Copy out the final stretch of the listing: the line that contains "Task: mark each instance of the central" and all lines after it, exactly as they appear.

*Data for processing*.
* start *

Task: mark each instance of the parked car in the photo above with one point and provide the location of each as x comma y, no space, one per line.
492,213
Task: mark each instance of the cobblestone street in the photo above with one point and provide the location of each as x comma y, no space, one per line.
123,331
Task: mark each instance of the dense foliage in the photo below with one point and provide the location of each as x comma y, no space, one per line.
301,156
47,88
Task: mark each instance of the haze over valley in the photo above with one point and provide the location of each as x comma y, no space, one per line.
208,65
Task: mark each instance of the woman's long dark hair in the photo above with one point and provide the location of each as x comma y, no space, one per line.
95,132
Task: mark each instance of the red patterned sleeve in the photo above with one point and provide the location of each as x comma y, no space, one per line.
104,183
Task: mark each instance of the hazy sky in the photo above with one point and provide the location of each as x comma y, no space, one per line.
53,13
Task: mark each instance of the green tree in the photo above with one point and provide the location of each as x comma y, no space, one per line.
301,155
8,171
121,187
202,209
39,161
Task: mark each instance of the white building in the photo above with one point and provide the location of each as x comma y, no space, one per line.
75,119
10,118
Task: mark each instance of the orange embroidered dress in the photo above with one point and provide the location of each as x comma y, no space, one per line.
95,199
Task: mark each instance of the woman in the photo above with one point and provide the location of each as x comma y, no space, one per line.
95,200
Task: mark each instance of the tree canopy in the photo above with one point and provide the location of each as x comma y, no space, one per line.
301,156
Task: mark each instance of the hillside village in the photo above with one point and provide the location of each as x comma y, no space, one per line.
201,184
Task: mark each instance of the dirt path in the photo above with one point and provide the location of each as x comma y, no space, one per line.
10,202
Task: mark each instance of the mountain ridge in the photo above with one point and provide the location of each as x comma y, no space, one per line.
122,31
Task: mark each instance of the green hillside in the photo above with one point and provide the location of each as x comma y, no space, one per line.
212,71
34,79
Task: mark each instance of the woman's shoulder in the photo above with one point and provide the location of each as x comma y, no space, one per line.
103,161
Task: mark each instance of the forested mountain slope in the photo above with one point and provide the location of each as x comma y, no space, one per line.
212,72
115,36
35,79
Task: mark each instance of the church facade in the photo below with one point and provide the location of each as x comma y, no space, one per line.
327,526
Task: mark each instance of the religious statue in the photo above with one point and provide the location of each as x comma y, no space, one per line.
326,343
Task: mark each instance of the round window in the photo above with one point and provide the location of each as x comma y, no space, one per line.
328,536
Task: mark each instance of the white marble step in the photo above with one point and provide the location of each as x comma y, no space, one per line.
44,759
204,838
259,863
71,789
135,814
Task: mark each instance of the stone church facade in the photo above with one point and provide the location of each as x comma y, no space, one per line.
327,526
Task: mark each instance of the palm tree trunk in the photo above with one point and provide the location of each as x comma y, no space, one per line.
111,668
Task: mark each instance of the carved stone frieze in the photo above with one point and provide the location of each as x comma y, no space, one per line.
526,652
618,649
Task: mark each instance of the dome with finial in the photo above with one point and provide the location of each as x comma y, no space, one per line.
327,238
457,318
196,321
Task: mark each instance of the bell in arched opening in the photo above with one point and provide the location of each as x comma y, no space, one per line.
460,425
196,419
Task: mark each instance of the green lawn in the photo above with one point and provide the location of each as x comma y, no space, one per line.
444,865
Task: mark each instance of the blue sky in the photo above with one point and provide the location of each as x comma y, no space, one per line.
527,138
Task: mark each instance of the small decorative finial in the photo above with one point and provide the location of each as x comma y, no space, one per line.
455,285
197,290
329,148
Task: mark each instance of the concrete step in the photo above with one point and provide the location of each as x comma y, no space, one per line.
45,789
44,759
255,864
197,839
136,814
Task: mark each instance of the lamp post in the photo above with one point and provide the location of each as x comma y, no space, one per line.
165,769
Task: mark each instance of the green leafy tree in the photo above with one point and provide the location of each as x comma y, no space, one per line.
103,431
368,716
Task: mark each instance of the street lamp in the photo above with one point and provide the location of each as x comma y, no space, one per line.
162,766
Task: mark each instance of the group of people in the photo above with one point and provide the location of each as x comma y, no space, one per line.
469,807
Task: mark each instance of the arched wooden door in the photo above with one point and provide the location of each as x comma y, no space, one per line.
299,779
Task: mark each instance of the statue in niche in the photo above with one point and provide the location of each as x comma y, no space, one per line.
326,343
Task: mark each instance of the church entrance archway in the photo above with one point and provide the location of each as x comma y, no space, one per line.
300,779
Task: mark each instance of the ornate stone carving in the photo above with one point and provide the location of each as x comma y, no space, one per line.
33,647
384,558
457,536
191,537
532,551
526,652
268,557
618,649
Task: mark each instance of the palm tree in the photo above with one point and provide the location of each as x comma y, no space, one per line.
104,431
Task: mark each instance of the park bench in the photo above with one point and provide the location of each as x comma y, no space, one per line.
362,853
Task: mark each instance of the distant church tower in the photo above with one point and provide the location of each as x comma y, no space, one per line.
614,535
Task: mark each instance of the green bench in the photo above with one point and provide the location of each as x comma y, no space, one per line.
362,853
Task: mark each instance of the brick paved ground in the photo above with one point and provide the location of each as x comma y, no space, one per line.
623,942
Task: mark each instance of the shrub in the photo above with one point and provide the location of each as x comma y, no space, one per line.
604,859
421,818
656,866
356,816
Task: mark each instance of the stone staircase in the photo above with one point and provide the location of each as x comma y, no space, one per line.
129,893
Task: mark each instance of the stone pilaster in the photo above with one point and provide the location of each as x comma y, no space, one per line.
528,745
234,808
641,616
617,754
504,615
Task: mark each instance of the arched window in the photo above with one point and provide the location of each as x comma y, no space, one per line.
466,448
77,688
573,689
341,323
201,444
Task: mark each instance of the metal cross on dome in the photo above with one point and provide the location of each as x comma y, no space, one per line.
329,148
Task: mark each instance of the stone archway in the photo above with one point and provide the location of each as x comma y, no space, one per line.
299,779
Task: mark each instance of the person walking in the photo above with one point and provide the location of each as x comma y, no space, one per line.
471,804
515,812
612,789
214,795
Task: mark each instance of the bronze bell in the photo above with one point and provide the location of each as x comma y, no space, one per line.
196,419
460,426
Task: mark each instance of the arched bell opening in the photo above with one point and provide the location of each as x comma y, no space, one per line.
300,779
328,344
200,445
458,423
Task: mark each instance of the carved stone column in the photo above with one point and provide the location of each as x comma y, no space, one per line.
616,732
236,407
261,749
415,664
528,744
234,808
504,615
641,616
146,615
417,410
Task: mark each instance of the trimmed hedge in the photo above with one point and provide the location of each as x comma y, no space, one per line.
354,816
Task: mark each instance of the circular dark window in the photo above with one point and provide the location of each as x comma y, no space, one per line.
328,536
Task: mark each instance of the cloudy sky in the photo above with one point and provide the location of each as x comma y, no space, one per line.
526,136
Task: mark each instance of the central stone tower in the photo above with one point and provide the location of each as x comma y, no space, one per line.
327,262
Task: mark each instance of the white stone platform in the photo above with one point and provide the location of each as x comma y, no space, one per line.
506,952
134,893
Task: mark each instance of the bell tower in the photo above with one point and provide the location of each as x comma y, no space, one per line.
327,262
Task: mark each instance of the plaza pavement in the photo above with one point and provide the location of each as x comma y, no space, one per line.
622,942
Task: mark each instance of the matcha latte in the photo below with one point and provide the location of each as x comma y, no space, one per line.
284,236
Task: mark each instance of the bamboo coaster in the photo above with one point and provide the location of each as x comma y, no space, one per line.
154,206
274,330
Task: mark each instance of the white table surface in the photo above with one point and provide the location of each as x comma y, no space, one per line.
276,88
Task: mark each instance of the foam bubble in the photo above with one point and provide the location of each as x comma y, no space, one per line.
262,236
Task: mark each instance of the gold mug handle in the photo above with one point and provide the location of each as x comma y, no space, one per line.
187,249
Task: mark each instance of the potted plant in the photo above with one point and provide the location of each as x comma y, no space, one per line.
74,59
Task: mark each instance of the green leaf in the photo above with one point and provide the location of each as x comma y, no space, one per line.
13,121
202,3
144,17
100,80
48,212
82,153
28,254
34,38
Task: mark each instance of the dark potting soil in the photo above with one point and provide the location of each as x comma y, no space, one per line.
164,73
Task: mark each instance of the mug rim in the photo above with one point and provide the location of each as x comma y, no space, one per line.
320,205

* end *

*The solution*.
Task: mark each instance of the central stone tower in the photo above with one point and provide the location of each as x comma y, no space, one per line.
327,262
Task: mark each instance of the white stone platform in the photo above with one point and provide the location of each as x comma y, no space, one per line.
506,952
134,893
Task: mark each instance of the bell tower in the photo above with one point and provide the location of each as x comma y, no space, one per line.
327,262
Task: mark each instance of the plaza pavement in the photo above with one point and provide the location of each as x comma y, no space, one per line.
622,942
Task: mark each instance of the matcha latte in the photo below with one point and provide the location of each as x comma y, no space, one per line.
284,236
Task: mark each instance of the bamboo coaster in the photo above with one point and provide the location of each as x comma y, no space, one per line.
154,206
274,330
Task: mark each instance of the white table surface in the photo above with one point and provide the location of each as x comma y, no space, one per line.
276,88
Task: mark each instance of the foam bubble in the photo above with one point and provide the location of each as x comma y, no space, one per line.
262,236
Task: mark each instance of the gold mug handle in the photo above with one point and provide the location of each as x comma y, no space, one per line.
187,249
Task: mark each instance of the potted plant in the photo above with one point and provide the location of each as x comma y, no space, one per line.
74,59
Task: mark each instance of the green leaf in the photo above with one point and provide the location of each as x comma y, no space, one per line.
13,121
202,3
144,17
100,80
48,212
82,153
28,254
34,38
Task: mark each instance of the dark potting soil in the photo above with one point and provide the location of each as x comma y, no space, one per line.
164,73
Task: mark each instance of the mug rim in the photo above with one point and provide the location of each as x comma y, no space, one per line.
320,205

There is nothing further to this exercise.